Reading text:
#####

For people who are willing to – you have some patience there, what tips do you see, or what tips do you have for people to get the most out of Facebook Ads? I guess, where should they even start?
[0:18:46.1] CD: Yeah. I’m really looking at – now, I love what Facebook doing is with slide shows. I think that we have – if you’re doing first of all, targeting first. Of course, we looking at targeting, what’s your market? Then I’m looking at your creative copy and I’m looking at your creativeness, because we need to do stuff that stops people from scrolling. What Facebook advertising really is and Instagram as well, I could say one and the same is that it’s really, you’re not looking for wedding collections a lot of times, but they know that you are engaged, right? We can target people who are newly engaged.
It needs to be something that stops the scroll. I call it a scroll stopper. If you’re on your phone, or swipe stopper. It needs to be an engaging image. Slideshows work real well, because it may get your attention. Or video even works better too. Also, I always look at what other people are running. I see what people like creativeLIVE are running. I see what other photographers run from time to time. I save those to my collections and I look at it and I see what’s important to them, let’s see if I can target – not really target like that, but really craft my ads like that.
[0:19:53.9] DJ: When you’re getting started with targeting, what are some of the exercises that you have people go through, or that you go through yourself to make sure you have your targeting zeroed in?
[0:20:02.9] CD: Yeah. One of the things I tell everybody is to know where your market is. You need to know your ideal bride. We call it avatar. You’ve heard of this before, marketing of course. Your customer avatar; where does she or he like to shop? Do they go to Saks Fifth Avenue? Do they go to Nordstrom’s? They go to Neiman Marcus, or do they go to Target? Do they like Elton John? Do they like whoever? I don’t know, just whoever they like.

#####

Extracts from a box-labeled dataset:
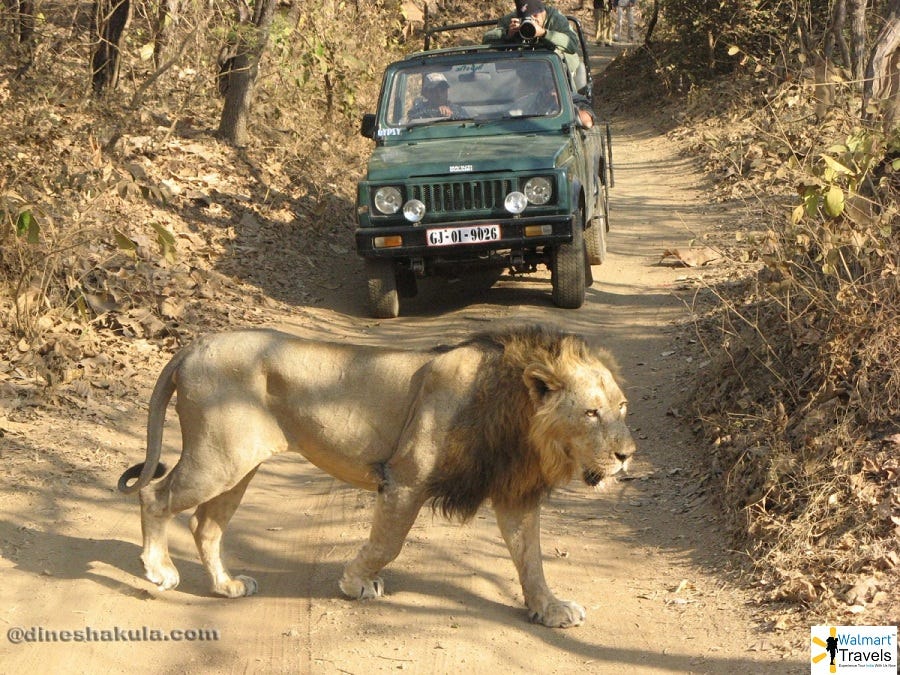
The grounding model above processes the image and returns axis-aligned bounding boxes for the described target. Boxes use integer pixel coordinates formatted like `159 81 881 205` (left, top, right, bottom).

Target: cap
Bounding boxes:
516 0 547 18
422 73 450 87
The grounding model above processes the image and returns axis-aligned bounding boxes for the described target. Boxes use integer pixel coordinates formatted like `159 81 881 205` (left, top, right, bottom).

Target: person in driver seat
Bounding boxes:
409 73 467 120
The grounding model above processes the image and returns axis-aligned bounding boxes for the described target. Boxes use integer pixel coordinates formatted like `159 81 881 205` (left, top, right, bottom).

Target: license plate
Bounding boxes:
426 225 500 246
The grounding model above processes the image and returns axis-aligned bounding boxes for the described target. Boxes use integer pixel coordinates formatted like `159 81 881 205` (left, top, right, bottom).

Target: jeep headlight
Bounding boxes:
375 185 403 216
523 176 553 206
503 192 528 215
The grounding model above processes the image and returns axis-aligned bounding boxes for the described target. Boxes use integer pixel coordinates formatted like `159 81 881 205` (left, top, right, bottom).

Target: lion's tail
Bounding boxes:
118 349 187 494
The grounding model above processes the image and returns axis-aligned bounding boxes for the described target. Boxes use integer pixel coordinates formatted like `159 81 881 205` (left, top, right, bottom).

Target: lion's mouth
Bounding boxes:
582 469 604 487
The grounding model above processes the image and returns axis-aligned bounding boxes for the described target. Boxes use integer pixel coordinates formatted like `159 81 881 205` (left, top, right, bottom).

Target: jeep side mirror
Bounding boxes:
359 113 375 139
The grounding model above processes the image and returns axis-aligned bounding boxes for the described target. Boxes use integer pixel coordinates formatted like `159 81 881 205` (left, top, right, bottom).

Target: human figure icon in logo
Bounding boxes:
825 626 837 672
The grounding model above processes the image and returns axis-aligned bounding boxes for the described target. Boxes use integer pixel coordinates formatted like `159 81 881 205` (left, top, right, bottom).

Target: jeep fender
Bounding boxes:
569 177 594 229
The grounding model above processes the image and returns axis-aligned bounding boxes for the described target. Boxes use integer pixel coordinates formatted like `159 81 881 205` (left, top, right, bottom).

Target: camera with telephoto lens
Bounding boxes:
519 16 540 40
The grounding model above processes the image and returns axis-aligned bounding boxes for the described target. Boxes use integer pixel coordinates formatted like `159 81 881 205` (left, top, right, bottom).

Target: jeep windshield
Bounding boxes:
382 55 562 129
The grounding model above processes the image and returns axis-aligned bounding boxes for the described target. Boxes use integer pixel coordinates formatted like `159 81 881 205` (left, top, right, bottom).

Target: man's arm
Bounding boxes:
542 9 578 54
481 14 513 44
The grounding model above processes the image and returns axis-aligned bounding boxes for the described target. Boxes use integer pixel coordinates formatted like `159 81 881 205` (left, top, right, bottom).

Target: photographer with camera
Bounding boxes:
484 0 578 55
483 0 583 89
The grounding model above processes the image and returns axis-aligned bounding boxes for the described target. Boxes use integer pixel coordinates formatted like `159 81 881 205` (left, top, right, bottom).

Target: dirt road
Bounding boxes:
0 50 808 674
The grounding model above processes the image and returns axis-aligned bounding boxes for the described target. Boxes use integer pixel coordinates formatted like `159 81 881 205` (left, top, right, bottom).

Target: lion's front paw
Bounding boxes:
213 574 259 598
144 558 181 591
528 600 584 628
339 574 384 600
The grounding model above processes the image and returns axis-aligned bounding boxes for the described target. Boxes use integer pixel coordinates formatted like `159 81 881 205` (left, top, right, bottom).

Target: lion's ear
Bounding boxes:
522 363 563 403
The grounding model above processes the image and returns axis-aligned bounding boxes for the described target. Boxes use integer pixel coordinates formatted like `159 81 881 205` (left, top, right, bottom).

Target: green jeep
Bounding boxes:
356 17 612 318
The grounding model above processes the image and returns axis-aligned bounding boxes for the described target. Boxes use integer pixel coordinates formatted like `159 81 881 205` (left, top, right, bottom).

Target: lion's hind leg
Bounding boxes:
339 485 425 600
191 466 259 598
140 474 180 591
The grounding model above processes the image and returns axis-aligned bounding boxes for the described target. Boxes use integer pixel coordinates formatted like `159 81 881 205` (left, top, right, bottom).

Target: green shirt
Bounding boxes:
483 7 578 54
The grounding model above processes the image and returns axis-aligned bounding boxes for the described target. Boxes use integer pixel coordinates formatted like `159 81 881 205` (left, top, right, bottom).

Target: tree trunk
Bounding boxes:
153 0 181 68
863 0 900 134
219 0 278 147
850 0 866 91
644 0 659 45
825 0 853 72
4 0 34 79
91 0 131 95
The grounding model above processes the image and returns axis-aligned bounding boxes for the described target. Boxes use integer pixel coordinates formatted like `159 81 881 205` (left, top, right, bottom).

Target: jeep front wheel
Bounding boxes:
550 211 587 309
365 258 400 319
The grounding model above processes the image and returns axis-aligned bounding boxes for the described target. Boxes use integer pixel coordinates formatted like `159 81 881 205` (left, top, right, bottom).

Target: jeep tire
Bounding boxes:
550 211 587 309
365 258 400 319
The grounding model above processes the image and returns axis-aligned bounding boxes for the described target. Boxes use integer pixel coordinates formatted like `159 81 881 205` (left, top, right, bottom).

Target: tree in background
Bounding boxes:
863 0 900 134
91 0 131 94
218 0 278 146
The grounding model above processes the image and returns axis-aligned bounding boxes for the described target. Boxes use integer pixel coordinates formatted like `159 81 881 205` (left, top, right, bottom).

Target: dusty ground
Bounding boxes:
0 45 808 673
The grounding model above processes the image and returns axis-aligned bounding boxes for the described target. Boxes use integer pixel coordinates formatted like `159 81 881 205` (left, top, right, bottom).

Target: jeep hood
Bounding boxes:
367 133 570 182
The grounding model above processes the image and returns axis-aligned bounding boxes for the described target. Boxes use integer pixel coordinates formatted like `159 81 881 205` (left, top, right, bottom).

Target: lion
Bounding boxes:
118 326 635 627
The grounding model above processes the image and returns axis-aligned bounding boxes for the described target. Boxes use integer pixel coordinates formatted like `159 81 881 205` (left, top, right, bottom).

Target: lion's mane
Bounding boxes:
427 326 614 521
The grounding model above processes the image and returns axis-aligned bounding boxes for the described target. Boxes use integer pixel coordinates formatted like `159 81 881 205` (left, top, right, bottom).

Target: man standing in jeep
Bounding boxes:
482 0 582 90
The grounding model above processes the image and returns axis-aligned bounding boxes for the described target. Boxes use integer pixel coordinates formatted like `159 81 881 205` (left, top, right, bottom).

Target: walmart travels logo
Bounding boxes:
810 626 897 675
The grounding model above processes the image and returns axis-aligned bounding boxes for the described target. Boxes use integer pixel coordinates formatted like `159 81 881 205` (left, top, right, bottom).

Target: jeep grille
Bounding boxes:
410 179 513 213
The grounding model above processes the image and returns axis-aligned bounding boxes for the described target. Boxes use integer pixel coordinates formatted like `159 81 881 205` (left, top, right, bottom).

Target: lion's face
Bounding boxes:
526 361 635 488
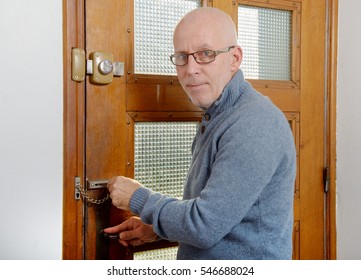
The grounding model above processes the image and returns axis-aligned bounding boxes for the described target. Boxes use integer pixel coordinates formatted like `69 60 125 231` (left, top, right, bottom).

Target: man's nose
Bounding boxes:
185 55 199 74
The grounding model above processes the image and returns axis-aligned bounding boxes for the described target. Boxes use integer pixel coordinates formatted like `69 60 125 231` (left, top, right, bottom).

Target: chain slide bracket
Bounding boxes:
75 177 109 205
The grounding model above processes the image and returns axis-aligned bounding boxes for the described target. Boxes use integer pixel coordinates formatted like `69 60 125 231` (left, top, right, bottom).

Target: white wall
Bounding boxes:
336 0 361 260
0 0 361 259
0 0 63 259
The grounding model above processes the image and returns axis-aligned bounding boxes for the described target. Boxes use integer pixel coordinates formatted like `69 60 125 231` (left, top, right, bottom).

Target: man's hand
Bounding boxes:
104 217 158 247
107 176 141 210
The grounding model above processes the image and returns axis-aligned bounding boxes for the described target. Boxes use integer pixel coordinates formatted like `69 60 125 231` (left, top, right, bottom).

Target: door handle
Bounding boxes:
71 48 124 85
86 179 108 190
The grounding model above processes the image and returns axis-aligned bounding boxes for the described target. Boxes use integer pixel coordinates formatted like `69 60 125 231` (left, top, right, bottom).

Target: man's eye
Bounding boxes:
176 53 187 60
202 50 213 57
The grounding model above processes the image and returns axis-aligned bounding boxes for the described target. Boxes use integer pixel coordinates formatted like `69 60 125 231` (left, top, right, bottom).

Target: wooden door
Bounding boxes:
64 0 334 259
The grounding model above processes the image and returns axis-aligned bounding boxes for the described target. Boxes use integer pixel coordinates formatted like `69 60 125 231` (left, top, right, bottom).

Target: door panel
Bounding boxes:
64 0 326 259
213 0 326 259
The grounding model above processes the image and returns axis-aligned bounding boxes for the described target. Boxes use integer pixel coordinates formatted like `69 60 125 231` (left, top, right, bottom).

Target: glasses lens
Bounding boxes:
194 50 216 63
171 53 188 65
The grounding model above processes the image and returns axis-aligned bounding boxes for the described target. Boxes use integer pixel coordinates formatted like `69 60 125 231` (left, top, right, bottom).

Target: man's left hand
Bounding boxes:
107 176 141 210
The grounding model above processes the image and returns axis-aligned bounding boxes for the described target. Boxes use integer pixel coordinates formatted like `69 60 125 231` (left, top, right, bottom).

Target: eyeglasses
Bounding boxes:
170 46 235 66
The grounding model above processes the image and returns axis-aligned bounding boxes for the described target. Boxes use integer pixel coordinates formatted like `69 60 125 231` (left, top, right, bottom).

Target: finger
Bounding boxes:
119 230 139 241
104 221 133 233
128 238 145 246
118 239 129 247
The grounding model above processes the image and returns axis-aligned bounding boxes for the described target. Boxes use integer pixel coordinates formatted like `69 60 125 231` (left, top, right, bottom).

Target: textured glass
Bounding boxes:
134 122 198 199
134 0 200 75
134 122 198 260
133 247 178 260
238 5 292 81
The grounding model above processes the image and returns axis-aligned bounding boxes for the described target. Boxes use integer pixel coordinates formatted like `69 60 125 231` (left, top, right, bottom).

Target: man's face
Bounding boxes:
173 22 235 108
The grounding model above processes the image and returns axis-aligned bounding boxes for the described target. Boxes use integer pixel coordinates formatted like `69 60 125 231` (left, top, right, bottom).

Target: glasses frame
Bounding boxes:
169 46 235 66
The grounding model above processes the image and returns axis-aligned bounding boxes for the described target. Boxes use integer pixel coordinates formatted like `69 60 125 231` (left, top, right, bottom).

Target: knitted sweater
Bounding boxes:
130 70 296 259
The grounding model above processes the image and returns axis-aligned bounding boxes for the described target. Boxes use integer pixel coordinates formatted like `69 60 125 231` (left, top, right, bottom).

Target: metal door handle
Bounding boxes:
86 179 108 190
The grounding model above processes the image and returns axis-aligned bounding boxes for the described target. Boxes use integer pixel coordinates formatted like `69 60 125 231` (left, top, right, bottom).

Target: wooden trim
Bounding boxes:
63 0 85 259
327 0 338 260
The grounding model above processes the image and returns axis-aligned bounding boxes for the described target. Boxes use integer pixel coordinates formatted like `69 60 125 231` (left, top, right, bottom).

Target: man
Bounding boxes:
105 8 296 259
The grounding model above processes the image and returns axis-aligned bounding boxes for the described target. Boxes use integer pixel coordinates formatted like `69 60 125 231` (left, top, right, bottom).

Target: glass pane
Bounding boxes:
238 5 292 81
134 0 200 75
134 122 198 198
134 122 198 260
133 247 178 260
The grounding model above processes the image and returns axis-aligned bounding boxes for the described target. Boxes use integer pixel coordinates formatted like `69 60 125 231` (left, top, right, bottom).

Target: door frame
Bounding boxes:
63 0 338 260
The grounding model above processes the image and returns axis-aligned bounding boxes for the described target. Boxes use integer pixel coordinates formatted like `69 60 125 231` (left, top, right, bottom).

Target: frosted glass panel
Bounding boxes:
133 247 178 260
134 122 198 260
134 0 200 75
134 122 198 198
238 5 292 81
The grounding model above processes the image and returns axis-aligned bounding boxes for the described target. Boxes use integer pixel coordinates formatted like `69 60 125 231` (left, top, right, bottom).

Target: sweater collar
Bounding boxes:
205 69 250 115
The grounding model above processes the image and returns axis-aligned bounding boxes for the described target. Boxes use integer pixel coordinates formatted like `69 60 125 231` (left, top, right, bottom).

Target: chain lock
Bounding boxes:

#####

Your task: Resume the interview transcript on Facebook advertising, picking up directly after its final sentence. The data above is not required for what comes next.

The response:
If I know that, as a particular, a lot of my brides like a particular brand. I’m trying to think of one off the top of my head. I know a lot of brides like these shoes called Badgley Mischkas, okay? I just know those shoes, because I see them at time, right? Then I look at people who liked that Badgley Mischka page and target people who like that and who are newly engaged.
I see where my brides are, or where your ideal client hangs out, your avatar. Then you have to build your advertising campaign targeting around that. Of course, your local area; you need to know if you’re going to be in the Atlanta area, or in the DC area, or Detroit, or wherever you are, you want to make sure that you look at that area.
[0:21:13.4] DJ: Because you can target a local area in Facebook.
[0:21:16.2] CD: You can. Zip code. Zip codes and areas. I really like targeting local areas and cities way more than states and way more than – I just really think that cities are where it’s at. Especially outskirts of cities. If you’re in Atlanta, there’s a good influx of people that may have need for your services in Alpharetta, Georgia. Or if you’re in Detroit, I’m talking with somebody in Detroit now, they’re right in Auburn Hills. Something on suburbs, like Baltimore, Annapolis, you know what I mean? Or Columbia, where I am.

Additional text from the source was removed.